Extrait présenté:

##############################

Une philosophie Ce chantier colossal n'aurait certainement pas pu être possible sans la passion et l'abnégation de boulangers-agriculteurs philosophes comme Jean-François Berthellot dans le Lot-et-Garonne (Centre d'Etude et Terre d'Accueil des Blés), Roland Feuillas dans l'Aude (Les Maîtres de mon Moulin) ou encore Bernard Ronot en Côte-d'Or (association Graines de Noé), qui ont oeuvré inlassablement dans l'ombre. « Après plus d'une quinzaine d'années passées à faire des recherches sur la culture, la mouture et la panification de ces variétés, on commence aujourd'hui à obtenir des résultats nettement plus probants. Je peux vous dire aujourd'hui, avec le recul, que ce fut un travail titanesque d'une complexité hallucinante », reconnaît Roland Feuillas, agriculteur, meunier et boulanger à Cucugnan, qui ne cache pas sa satisfaction d'avoir parcouru ce « chemin d'une vie ». Ses efforts font en tout cas le bonheur de ses clients et même des artisans boulangers à qui il livre ses farines spéciales (comme la boulangerie Bonneau dans le 16e arrondissement à Paris) et prodigue son savoir-faire si particulier (au sein de L'Ecole du Pain).
Ressources confidentielles Dans les faits, les artisans qui ont accès à ces farines rares se comptent sur les doigts de la main car les cultures restent encore très marginales, les récoltes très incertaines (les ruptures de stock sont fréquentes) et la commercialisation de ces semences interdite. Ces blés ne circulent que via des échanges expérimentaux non lucratifs en dehors des circuits classiques. Un agriculteur peut en revanche produire pour lui-même des semences non inscrites au catalogue officiel et les utiliser pour faire de la farine ou du pain (qu'il peut vendre). En définitive, ce sont surtout les boulangers-paysans qui peuvent aujourd'hui tenter l'aventure des blés oubliés. À l'instar des viticulteurs-vignerons, être à la fois boulanger et paysan est aussi certainement le meilleur moyen de valoriser convenablement ces mini-productions. C'est ce qu'assurent Laure et Reynald Bernard, installés en couple à Montliotet-Courcelles en Côte-d'Or (Les épis d'Antide) et membres de l'association Graines de Noé. « La transformation et la vente à la ferme nous permettent de bénéficier d'une valeur ajoutée bien plus importante qu'en circuit long. Le fait que le prix du blé ne soit pas indexé sur les cours mondiaux nous permet de conserver une certaine indépendance et une sécurité financière plus rassurantes pour se projeter sur l'avenir », précise Laure.

##############################

Défi:
Écrivez la suite du texte ci-dessus sur les blés oubliés et les boulangers-paysans, à partir de sa dernière phrase.

Données affichées:
##############################

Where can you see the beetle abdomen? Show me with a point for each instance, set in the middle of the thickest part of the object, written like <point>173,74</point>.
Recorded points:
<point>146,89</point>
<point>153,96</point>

##############################

Résultat de l'exercice:
La panification des farines de blé pauvre en gluten exigequelques adaptations.
Blés de population Si de nombreuses variétés prometteuses restent encore fragiles en termes de qualité et de productivité, les boulangers-paysans semblent avoir trouvé une alternative intéressante : les blés de population (ou blés paysans). Il s'agit d'un ensemble hétérogène de graines issues de croisements libres entre variétés différentes (mais adaptées au même terroir) que l'on récolte et qu'on ressème l'année suivante (et qu'on peut sélectionner en fonction des critères souhaités). « Les variétés anciennes sont plus fortes lorsqu'elles se reproduisent et sont cultivées ensemble. Les aléas climatiques extrêmes sont moins préjudiciables qu'avec les monocultures de variétés modernes. Les résultats en panification sont plus réguliers et plus qualitatifs. Le goût présente un certain effet millésime, ce qui ne déplaît pas aux clients ! », indique Reynald. Les rares farines spéciales issues de blés anciens que vous pouvez trouver sur le marché (dans les circuits de vente directe à la ferme ou les enseignes bio) peuvent donc aussi bien être issues de variétés pures que de blés de population. De toutes les manières, il est préférable, par cohérence, de privilégier les productions locales.
Méthodes de panificationpar Armand Tandeau (publié le 8 mars 2017)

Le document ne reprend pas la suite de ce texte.